* What you have to do
From the line containing "Every instance of the pan handle gets" through the last line of the entries below, repeat each line word for word and leave out the rest.

# # # # #

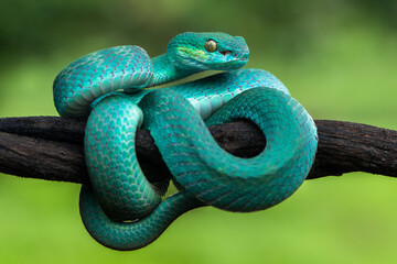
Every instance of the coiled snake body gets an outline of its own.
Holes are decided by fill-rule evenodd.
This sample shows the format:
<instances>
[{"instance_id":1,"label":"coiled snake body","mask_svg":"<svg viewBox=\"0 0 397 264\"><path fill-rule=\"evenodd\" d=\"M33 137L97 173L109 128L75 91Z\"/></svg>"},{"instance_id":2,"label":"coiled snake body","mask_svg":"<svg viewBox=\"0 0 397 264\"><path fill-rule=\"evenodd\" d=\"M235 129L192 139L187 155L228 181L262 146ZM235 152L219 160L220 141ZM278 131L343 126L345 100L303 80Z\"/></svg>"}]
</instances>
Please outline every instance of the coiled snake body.
<instances>
[{"instance_id":1,"label":"coiled snake body","mask_svg":"<svg viewBox=\"0 0 397 264\"><path fill-rule=\"evenodd\" d=\"M243 37L187 32L154 58L138 46L118 46L88 54L58 74L58 113L89 116L90 185L82 187L81 216L94 239L116 250L139 249L193 208L262 210L302 184L316 151L314 122L275 76L239 69L248 55ZM206 69L226 72L144 89ZM267 140L253 158L225 152L207 130L240 119L255 122ZM169 183L149 183L137 161L138 128L150 131L180 189L164 200Z\"/></svg>"}]
</instances>

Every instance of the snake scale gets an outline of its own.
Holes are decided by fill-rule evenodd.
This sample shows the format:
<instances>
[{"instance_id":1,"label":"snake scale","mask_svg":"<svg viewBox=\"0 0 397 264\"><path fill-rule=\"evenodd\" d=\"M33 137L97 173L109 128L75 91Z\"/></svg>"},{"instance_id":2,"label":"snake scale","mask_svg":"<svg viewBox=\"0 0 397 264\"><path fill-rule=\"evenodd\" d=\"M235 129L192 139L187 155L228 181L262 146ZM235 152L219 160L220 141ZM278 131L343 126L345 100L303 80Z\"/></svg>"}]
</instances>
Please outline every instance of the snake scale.
<instances>
[{"instance_id":1,"label":"snake scale","mask_svg":"<svg viewBox=\"0 0 397 264\"><path fill-rule=\"evenodd\" d=\"M272 207L302 184L314 160L316 128L273 75L242 69L249 50L225 33L176 35L150 58L139 46L83 56L55 78L62 117L86 118L81 216L90 235L115 250L154 241L182 213L202 206L249 212ZM161 89L202 70L223 70ZM204 121L205 120L205 121ZM266 136L251 158L221 148L207 127L250 120ZM137 161L137 129L149 130L179 193L169 180L149 183Z\"/></svg>"}]
</instances>

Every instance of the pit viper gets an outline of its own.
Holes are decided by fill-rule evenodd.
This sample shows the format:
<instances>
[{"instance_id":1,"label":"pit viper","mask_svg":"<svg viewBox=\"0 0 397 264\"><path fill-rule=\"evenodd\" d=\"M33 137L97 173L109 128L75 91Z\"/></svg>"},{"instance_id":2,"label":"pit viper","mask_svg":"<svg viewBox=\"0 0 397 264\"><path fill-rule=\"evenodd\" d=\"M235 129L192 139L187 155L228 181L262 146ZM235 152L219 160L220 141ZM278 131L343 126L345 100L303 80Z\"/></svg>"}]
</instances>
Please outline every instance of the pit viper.
<instances>
[{"instance_id":1,"label":"pit viper","mask_svg":"<svg viewBox=\"0 0 397 264\"><path fill-rule=\"evenodd\" d=\"M53 85L61 117L87 118L85 157L90 184L79 208L89 234L115 250L153 242L179 216L202 206L249 212L272 207L307 177L316 128L286 86L262 69L242 69L249 48L242 36L186 32L151 58L133 45L85 55ZM203 70L205 78L154 89ZM151 89L148 89L151 88ZM250 120L266 136L255 157L234 156L207 127ZM179 191L150 183L137 161L136 132L149 130Z\"/></svg>"}]
</instances>

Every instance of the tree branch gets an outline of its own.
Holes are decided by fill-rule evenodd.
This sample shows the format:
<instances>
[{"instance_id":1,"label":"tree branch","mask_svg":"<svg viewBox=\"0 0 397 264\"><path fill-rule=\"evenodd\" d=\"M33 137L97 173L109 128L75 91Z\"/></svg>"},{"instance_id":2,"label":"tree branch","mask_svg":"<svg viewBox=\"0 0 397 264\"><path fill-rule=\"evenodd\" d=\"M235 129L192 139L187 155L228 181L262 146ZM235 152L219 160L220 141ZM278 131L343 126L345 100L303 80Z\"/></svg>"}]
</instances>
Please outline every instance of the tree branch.
<instances>
[{"instance_id":1,"label":"tree branch","mask_svg":"<svg viewBox=\"0 0 397 264\"><path fill-rule=\"evenodd\" d=\"M397 177L397 131L366 124L316 120L319 150L308 178L366 172ZM0 119L0 172L21 177L86 183L85 120L55 117ZM210 128L227 152L250 157L266 140L251 122ZM150 182L170 177L148 131L137 132L137 156Z\"/></svg>"}]
</instances>

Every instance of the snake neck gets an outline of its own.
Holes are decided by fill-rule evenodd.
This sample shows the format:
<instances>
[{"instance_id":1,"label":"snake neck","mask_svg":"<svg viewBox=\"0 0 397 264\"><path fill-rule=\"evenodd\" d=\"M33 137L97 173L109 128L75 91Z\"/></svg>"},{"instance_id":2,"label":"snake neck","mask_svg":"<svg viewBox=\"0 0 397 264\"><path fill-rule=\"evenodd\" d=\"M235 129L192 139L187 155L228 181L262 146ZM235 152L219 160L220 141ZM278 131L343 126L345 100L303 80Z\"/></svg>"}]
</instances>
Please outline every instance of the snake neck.
<instances>
[{"instance_id":1,"label":"snake neck","mask_svg":"<svg viewBox=\"0 0 397 264\"><path fill-rule=\"evenodd\" d=\"M154 75L148 87L159 86L174 80L179 80L200 72L198 69L185 69L175 67L172 64L168 54L153 57L151 62L153 65Z\"/></svg>"}]
</instances>

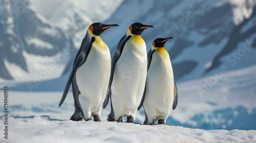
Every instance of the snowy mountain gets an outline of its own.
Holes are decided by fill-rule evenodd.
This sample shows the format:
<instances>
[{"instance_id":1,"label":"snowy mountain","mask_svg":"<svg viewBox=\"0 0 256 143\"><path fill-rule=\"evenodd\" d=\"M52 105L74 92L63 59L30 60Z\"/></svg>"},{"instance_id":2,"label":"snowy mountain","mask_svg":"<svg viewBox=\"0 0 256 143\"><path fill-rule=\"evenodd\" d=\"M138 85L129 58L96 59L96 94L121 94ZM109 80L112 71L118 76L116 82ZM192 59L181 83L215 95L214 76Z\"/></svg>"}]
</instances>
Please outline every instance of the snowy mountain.
<instances>
[{"instance_id":1,"label":"snowy mountain","mask_svg":"<svg viewBox=\"0 0 256 143\"><path fill-rule=\"evenodd\" d=\"M167 125L73 122L48 116L9 117L8 139L1 142L255 142L255 130L204 130ZM4 117L0 117L3 123ZM0 124L1 129L3 124ZM26 129L25 130L24 129ZM21 130L23 131L20 131Z\"/></svg>"},{"instance_id":2,"label":"snowy mountain","mask_svg":"<svg viewBox=\"0 0 256 143\"><path fill-rule=\"evenodd\" d=\"M69 73L88 26L104 21L120 26L102 35L112 55L134 22L154 26L142 34L148 49L155 38L173 37L165 47L178 82L223 65L233 70L255 64L255 0L26 2L1 1L2 79L33 80L53 61L58 68L46 79Z\"/></svg>"},{"instance_id":3,"label":"snowy mountain","mask_svg":"<svg viewBox=\"0 0 256 143\"><path fill-rule=\"evenodd\" d=\"M148 50L157 38L165 47L178 82L255 65L256 1L124 1L106 23L120 27L103 35L112 53L131 23L154 26L142 37Z\"/></svg>"},{"instance_id":4,"label":"snowy mountain","mask_svg":"<svg viewBox=\"0 0 256 143\"><path fill-rule=\"evenodd\" d=\"M58 77L70 60L61 57L61 52L74 47L73 42L26 2L0 2L0 77L32 80L35 76L41 80ZM53 63L56 68L46 70Z\"/></svg>"},{"instance_id":5,"label":"snowy mountain","mask_svg":"<svg viewBox=\"0 0 256 143\"><path fill-rule=\"evenodd\" d=\"M256 129L255 71L256 66L178 83L178 105L170 111L166 123L205 130ZM9 83L10 115L47 115L69 119L74 111L71 91L63 105L58 107L68 77L67 75L42 81L30 91L27 83ZM216 82L212 82L214 78L217 79ZM0 83L0 87L6 85ZM102 121L106 120L110 104L101 110ZM141 109L137 113L136 121L143 123L144 119Z\"/></svg>"},{"instance_id":6,"label":"snowy mountain","mask_svg":"<svg viewBox=\"0 0 256 143\"><path fill-rule=\"evenodd\" d=\"M72 65L88 26L105 20L121 2L1 1L0 79L61 76Z\"/></svg>"}]
</instances>

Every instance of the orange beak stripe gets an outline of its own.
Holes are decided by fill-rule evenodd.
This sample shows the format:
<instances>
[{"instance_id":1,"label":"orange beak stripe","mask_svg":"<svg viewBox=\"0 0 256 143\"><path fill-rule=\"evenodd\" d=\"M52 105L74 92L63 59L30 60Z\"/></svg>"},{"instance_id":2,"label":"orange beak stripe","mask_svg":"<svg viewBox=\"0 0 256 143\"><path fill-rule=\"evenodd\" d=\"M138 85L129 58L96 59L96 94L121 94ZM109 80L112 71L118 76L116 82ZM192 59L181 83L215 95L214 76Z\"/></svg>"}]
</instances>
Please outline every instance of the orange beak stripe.
<instances>
[{"instance_id":1,"label":"orange beak stripe","mask_svg":"<svg viewBox=\"0 0 256 143\"><path fill-rule=\"evenodd\" d=\"M144 29L149 27L148 26L144 26L144 27L141 27L140 28L140 29Z\"/></svg>"},{"instance_id":2,"label":"orange beak stripe","mask_svg":"<svg viewBox=\"0 0 256 143\"><path fill-rule=\"evenodd\" d=\"M155 42L153 42L153 43L152 43L152 45L153 45L154 47L156 47L156 44L155 43Z\"/></svg>"},{"instance_id":3,"label":"orange beak stripe","mask_svg":"<svg viewBox=\"0 0 256 143\"><path fill-rule=\"evenodd\" d=\"M131 32L132 32L132 30L133 30L133 26L131 25L129 27L129 30Z\"/></svg>"},{"instance_id":4,"label":"orange beak stripe","mask_svg":"<svg viewBox=\"0 0 256 143\"><path fill-rule=\"evenodd\" d=\"M113 26L105 26L105 27L104 27L102 28L101 29L104 30L104 29L108 28L109 28L109 27L113 27Z\"/></svg>"},{"instance_id":5,"label":"orange beak stripe","mask_svg":"<svg viewBox=\"0 0 256 143\"><path fill-rule=\"evenodd\" d=\"M162 41L162 43L166 41L167 40L168 40L169 39L166 39L163 40L163 41Z\"/></svg>"},{"instance_id":6,"label":"orange beak stripe","mask_svg":"<svg viewBox=\"0 0 256 143\"><path fill-rule=\"evenodd\" d=\"M93 25L91 25L89 27L89 30L90 31L93 33Z\"/></svg>"}]
</instances>

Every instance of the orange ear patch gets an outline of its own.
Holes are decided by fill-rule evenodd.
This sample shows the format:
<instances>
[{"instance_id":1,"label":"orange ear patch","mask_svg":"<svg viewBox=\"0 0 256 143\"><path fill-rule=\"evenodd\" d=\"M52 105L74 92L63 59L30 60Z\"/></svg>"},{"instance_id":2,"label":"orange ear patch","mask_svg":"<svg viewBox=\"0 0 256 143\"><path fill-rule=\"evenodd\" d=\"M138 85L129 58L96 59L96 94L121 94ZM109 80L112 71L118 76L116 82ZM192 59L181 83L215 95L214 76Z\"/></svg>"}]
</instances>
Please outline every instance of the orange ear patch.
<instances>
[{"instance_id":1,"label":"orange ear patch","mask_svg":"<svg viewBox=\"0 0 256 143\"><path fill-rule=\"evenodd\" d=\"M105 26L105 27L104 27L102 28L101 29L104 30L104 29L108 28L109 28L109 27L113 27L113 26Z\"/></svg>"},{"instance_id":2,"label":"orange ear patch","mask_svg":"<svg viewBox=\"0 0 256 143\"><path fill-rule=\"evenodd\" d=\"M153 43L152 43L152 45L153 45L154 47L156 47L156 44L155 43L155 42L153 42Z\"/></svg>"},{"instance_id":3,"label":"orange ear patch","mask_svg":"<svg viewBox=\"0 0 256 143\"><path fill-rule=\"evenodd\" d=\"M133 30L133 26L132 26L132 25L130 26L129 30L130 30L130 31L131 32L131 33L132 33L132 30Z\"/></svg>"},{"instance_id":4,"label":"orange ear patch","mask_svg":"<svg viewBox=\"0 0 256 143\"><path fill-rule=\"evenodd\" d=\"M89 30L92 32L92 33L93 34L93 25L90 26Z\"/></svg>"}]
</instances>

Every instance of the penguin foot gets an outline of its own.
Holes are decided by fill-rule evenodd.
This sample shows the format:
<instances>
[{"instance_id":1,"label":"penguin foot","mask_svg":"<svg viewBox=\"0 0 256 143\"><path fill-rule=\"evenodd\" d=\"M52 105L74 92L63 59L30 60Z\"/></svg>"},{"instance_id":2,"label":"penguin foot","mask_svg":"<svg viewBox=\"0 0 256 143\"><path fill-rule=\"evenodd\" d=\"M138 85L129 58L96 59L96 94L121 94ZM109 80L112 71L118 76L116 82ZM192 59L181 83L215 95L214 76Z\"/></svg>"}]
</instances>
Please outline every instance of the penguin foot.
<instances>
[{"instance_id":1,"label":"penguin foot","mask_svg":"<svg viewBox=\"0 0 256 143\"><path fill-rule=\"evenodd\" d=\"M99 115L95 115L93 116L93 121L95 122L100 122L100 118L99 117Z\"/></svg>"},{"instance_id":2,"label":"penguin foot","mask_svg":"<svg viewBox=\"0 0 256 143\"><path fill-rule=\"evenodd\" d=\"M118 119L118 120L117 120L117 122L118 123L119 123L119 122L123 123L123 119L122 119L122 117L121 117L120 118L119 118Z\"/></svg>"},{"instance_id":3,"label":"penguin foot","mask_svg":"<svg viewBox=\"0 0 256 143\"><path fill-rule=\"evenodd\" d=\"M165 124L165 123L164 123L164 120L163 119L158 120L158 124L159 124L159 125Z\"/></svg>"},{"instance_id":4,"label":"penguin foot","mask_svg":"<svg viewBox=\"0 0 256 143\"><path fill-rule=\"evenodd\" d=\"M86 120L86 121L88 121L89 120L92 120L92 118L88 118L88 119L87 119Z\"/></svg>"},{"instance_id":5,"label":"penguin foot","mask_svg":"<svg viewBox=\"0 0 256 143\"><path fill-rule=\"evenodd\" d=\"M140 123L134 123L134 124L139 124L139 125L142 125L143 124Z\"/></svg>"},{"instance_id":6,"label":"penguin foot","mask_svg":"<svg viewBox=\"0 0 256 143\"><path fill-rule=\"evenodd\" d=\"M70 117L70 120L72 120L74 121L81 121L83 119L83 118L80 115L78 115L78 116L75 116L74 115L73 115L71 117Z\"/></svg>"},{"instance_id":7,"label":"penguin foot","mask_svg":"<svg viewBox=\"0 0 256 143\"><path fill-rule=\"evenodd\" d=\"M134 119L131 116L127 117L127 123L134 123Z\"/></svg>"}]
</instances>

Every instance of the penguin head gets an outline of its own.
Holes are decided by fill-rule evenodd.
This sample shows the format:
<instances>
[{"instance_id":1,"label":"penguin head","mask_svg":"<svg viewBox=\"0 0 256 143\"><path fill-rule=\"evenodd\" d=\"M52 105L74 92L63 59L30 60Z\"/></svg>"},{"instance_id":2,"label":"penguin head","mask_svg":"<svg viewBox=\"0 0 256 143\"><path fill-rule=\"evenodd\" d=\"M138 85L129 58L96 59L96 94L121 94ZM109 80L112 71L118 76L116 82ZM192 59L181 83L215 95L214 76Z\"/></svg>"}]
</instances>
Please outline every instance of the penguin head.
<instances>
[{"instance_id":1,"label":"penguin head","mask_svg":"<svg viewBox=\"0 0 256 143\"><path fill-rule=\"evenodd\" d=\"M95 22L92 23L90 26L88 31L90 31L93 34L99 36L103 32L104 32L108 28L114 26L119 26L119 25L117 24L107 25L102 24L100 22Z\"/></svg>"},{"instance_id":2,"label":"penguin head","mask_svg":"<svg viewBox=\"0 0 256 143\"><path fill-rule=\"evenodd\" d=\"M157 38L152 43L152 48L154 49L156 49L158 48L163 47L164 46L164 44L169 39L173 39L173 37L169 37L167 38ZM152 50L154 50L152 49Z\"/></svg>"},{"instance_id":3,"label":"penguin head","mask_svg":"<svg viewBox=\"0 0 256 143\"><path fill-rule=\"evenodd\" d=\"M154 27L152 25L146 25L139 22L136 22L132 24L128 30L134 35L140 35L144 30L148 27Z\"/></svg>"}]
</instances>

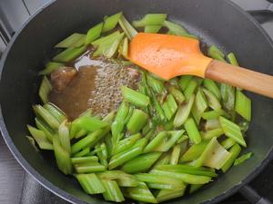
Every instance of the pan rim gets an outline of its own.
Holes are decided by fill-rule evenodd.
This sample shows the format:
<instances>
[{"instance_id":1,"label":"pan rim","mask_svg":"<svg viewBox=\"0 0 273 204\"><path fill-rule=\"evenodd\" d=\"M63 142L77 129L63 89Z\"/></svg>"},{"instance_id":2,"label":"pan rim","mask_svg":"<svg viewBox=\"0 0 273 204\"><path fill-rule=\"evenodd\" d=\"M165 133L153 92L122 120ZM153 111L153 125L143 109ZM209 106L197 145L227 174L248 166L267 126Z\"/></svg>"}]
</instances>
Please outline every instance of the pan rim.
<instances>
[{"instance_id":1,"label":"pan rim","mask_svg":"<svg viewBox=\"0 0 273 204\"><path fill-rule=\"evenodd\" d=\"M2 78L2 72L5 66L5 59L8 56L9 51L11 50L14 42L16 40L17 36L21 34L21 32L25 29L25 27L38 15L40 14L44 9L46 9L49 7L51 5L56 3L57 0L52 0L43 5L40 9L38 9L30 18L28 18L25 24L21 26L18 31L14 34L12 37L11 41L9 42L5 53L2 55L2 59L0 62L0 81ZM245 15L248 17L249 21L254 24L256 28L263 34L265 39L268 41L268 43L270 44L270 46L273 49L273 41L268 35L268 34L260 26L260 24L247 12L245 12L242 8L240 8L238 5L237 5L235 3L229 1L229 0L224 0L223 1L225 4L230 5L234 9L237 9L241 15ZM46 179L44 178L43 175L41 175L38 171L36 171L24 158L24 156L19 152L17 150L16 146L14 144L7 129L5 127L5 120L2 114L2 107L0 104L0 131L2 133L2 136L4 138L4 141L5 144L7 145L9 151L12 152L15 160L18 161L18 163L23 167L23 169L29 173L38 183L40 183L43 187L45 187L46 189L49 191L53 192L54 194L61 197L62 199L72 202L72 203L77 203L77 204L86 204L86 202L83 201L80 199L78 197L74 196L70 193L67 193L66 191L59 189L50 181L48 181ZM217 196L207 199L202 204L207 204L207 203L217 203L228 197L230 197L232 194L237 192L241 187L244 185L247 185L248 182L250 182L256 176L258 176L261 170L268 164L268 162L273 159L273 147L271 147L270 151L268 153L268 155L264 158L264 160L261 161L260 165L256 167L253 171L248 174L243 180L240 182L235 184L231 189L228 189L227 191L224 191Z\"/></svg>"}]
</instances>

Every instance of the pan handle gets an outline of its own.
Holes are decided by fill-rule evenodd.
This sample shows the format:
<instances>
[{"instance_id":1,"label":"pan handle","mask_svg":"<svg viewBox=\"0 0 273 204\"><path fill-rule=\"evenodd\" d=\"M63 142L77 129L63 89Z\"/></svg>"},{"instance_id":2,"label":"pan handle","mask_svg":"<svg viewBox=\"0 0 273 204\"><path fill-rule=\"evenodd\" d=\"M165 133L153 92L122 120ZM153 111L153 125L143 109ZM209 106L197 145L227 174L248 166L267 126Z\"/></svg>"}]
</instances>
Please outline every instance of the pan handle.
<instances>
[{"instance_id":1,"label":"pan handle","mask_svg":"<svg viewBox=\"0 0 273 204\"><path fill-rule=\"evenodd\" d=\"M251 203L251 204L273 204L266 198L261 197L250 186L246 185L239 189L239 192Z\"/></svg>"}]
</instances>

# # # # #

* Correct response
Every instance of the pan handle gets an outline of its own.
Holes are decided by fill-rule evenodd.
This sample shows the format:
<instances>
[{"instance_id":1,"label":"pan handle","mask_svg":"<svg viewBox=\"0 0 273 204\"><path fill-rule=\"evenodd\" d=\"M63 142L77 129L63 89Z\"/></svg>"},{"instance_id":2,"label":"pan handle","mask_svg":"<svg viewBox=\"0 0 273 204\"><path fill-rule=\"evenodd\" d=\"M165 133L153 92L122 120ZM153 111L153 125L143 109ZM209 106L197 145L227 174L248 166L267 126Z\"/></svg>"}]
</instances>
Please outline every instance of the pan handle.
<instances>
[{"instance_id":1,"label":"pan handle","mask_svg":"<svg viewBox=\"0 0 273 204\"><path fill-rule=\"evenodd\" d=\"M251 203L251 204L273 204L266 198L261 197L250 186L246 185L239 189L239 192Z\"/></svg>"}]
</instances>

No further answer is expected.